TASK DIRECTIONS:
All lines in the records below that hold "sandy" are to be shown.

Dataset items:
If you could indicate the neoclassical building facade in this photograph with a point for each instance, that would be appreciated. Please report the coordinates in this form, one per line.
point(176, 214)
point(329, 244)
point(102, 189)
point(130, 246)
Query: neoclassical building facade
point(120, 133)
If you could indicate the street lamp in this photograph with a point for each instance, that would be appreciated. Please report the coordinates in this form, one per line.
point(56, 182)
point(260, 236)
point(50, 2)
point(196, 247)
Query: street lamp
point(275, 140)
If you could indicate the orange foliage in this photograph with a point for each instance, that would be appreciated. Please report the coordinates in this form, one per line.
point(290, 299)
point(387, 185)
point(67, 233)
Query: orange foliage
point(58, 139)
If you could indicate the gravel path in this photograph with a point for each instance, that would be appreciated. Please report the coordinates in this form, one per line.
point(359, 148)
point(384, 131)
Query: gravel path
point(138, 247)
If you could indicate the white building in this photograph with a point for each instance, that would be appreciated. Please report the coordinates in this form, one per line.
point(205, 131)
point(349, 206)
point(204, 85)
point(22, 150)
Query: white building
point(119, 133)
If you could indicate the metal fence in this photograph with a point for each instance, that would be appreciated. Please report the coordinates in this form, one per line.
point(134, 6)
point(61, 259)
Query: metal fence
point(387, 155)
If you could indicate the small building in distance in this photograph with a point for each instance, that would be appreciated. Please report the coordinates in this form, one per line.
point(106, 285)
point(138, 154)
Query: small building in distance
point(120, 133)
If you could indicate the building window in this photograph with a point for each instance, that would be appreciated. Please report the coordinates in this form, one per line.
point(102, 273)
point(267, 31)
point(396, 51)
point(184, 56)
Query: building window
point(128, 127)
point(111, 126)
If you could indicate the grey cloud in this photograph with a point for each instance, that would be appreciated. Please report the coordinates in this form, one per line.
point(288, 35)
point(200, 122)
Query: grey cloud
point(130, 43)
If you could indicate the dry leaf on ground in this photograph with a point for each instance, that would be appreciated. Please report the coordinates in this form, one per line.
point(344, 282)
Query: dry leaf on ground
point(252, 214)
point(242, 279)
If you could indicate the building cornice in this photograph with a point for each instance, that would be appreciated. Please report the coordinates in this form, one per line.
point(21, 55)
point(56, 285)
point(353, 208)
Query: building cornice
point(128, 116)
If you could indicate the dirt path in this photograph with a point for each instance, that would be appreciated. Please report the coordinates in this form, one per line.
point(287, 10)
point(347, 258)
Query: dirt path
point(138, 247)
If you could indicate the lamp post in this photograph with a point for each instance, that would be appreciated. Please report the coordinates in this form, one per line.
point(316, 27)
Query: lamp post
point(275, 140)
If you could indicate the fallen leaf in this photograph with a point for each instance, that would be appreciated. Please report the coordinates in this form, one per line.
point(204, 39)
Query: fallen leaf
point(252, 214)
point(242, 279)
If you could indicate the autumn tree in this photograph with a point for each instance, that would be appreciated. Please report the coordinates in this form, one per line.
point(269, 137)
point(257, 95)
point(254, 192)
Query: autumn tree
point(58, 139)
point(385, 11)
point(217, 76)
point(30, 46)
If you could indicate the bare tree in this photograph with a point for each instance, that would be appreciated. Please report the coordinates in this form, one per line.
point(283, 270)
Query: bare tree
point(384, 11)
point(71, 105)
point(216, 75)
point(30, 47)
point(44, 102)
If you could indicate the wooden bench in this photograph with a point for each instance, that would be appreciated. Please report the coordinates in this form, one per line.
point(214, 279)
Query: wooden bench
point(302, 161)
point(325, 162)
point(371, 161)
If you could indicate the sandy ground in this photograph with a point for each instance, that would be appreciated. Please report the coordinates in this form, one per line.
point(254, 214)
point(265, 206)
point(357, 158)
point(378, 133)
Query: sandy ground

YOUR SOLUTION:
If you could indicate the sandy ground in this photograph with a point for each instance, that would be appreciated. Please report the coordinates in this form, one per line.
Query: sandy ground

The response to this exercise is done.